[[ GIVEN DATA, beginning ]]
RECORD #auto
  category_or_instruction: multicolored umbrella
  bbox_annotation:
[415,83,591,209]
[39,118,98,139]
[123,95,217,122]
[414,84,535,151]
[[ GIVEN DATA, end ]]
ABOUT THIS TASK: Only the lines from the one containing "category_or_instruction: multicolored umbrella" through the end of the data above are wanted, both ends included; restate them word for word.

SOLVED PROBLEM:
  category_or_instruction: multicolored umbrella
  bbox_annotation:
[415,83,591,209]
[39,118,98,139]
[123,95,217,122]
[414,84,535,151]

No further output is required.